OBJECTIVE >>
Copy out all the material below, swapping every "bounding box" for "outline" and changing nothing else.

TASK MATERIAL >>
[start]

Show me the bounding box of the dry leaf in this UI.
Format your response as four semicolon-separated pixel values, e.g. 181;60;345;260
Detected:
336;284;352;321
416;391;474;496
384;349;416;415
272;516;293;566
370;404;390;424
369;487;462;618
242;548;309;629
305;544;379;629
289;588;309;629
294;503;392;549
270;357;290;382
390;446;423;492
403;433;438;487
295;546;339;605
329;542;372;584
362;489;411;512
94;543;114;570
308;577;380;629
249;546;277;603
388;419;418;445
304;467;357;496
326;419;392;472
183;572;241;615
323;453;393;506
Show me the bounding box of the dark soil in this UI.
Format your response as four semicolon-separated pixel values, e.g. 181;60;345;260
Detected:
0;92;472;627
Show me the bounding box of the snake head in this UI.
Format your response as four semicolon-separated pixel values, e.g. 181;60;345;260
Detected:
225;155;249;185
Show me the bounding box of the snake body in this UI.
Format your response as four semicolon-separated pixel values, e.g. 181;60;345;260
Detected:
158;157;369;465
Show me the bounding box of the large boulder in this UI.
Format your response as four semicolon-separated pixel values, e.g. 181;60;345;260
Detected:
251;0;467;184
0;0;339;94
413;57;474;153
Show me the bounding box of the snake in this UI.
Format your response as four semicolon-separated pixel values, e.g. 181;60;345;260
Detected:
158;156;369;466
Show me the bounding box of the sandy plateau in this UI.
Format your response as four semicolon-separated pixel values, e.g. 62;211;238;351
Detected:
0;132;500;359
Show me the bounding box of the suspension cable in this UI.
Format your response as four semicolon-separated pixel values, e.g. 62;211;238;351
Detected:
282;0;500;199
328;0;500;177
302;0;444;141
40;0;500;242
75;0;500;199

[end]

TASK RESULT >>
Show me the outline of the dry leaf in this UI.
Format your response as four semicolon-separated pixel values, e.g. 181;60;345;260
Detected:
336;284;352;321
416;391;474;496
384;349;416;415
272;516;293;566
370;404;390;424
369;487;462;618
242;548;309;629
305;544;379;629
289;588;309;629
294;503;392;549
270;357;290;382
390;446;423;492
403;433;438;487
295;546;339;605
329;542;372;584
362;489;411;512
94;543;114;570
308;577;380;629
249;546;277;603
388;419;418;445
304;467;357;496
326;419;392;472
183;572;241;615
323;453;393;506
Show me the outline of the dark soil in this UI.
Format your response as four semicolon-separated pixel values, e.g. 181;60;345;260
Detected:
0;92;472;627
Show me the outline of the snake head in this UI.
Format your response as four semicolon-separated pixel values, e.g. 181;60;345;260
Detected:
225;155;249;185
Show me the outline of the snake body in this UI.
Format your response as four semicolon-separated pixel values, e.g. 181;60;345;260
Detected:
158;157;369;465
Show me the outline of the large boulder in this UI.
Format your response as four semicolon-separated pixel values, e.g. 181;60;345;260
Detected:
251;0;467;184
0;0;339;94
413;57;474;153
Show me the outline of the snake in this UI.
Format your response as four semicolon-separated pixel values, e.g. 181;60;345;260
Detected:
158;156;369;466
Show me the outline of the sandy plateau in this UI.
Format your response as four semicolon-separated pixel values, e.g. 62;211;238;351
Detected:
0;132;500;359
Show me the outline of the suspension cable in this UI.
Format your response as four semicolon-separated pixel values, e.g. 62;211;238;351
Detected:
282;0;500;199
328;0;500;177
302;0;444;141
40;0;500;242
75;0;500;199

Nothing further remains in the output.